Goal
Locate each line in the material below that contains the word "umbrella" and copy those lines.

───── Dataset records

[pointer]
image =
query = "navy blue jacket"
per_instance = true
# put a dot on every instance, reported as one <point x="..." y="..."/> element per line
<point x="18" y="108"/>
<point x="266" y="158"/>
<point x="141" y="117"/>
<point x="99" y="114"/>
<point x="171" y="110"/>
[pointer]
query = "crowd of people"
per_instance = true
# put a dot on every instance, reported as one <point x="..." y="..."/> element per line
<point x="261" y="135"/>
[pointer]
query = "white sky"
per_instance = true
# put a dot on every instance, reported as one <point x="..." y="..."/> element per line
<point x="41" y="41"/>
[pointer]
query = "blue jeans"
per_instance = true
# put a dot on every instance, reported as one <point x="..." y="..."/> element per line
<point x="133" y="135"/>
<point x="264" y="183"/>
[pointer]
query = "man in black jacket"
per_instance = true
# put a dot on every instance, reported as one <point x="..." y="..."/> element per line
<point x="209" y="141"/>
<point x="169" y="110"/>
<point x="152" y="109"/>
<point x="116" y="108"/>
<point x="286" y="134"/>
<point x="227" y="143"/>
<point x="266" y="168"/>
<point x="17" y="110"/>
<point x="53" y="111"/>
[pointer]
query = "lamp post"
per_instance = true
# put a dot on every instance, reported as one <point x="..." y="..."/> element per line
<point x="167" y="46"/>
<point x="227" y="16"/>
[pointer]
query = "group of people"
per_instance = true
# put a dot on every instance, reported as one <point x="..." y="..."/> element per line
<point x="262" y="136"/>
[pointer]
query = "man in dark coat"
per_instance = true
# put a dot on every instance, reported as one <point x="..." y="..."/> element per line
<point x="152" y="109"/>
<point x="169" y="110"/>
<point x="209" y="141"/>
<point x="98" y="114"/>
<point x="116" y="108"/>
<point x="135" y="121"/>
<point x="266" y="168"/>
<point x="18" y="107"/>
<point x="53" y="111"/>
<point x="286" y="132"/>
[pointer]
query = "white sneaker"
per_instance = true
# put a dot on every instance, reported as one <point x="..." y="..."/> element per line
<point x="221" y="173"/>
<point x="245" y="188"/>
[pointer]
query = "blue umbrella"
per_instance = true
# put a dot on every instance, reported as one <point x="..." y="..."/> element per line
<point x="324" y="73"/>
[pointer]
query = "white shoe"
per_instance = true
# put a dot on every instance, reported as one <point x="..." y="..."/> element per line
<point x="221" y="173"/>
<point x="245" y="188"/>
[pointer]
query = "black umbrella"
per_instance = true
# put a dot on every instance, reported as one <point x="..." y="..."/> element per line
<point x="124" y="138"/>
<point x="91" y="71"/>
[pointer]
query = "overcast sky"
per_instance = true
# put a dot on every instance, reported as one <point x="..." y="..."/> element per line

──────────

Task output
query = "blue umbrella"
query = "black umbrella"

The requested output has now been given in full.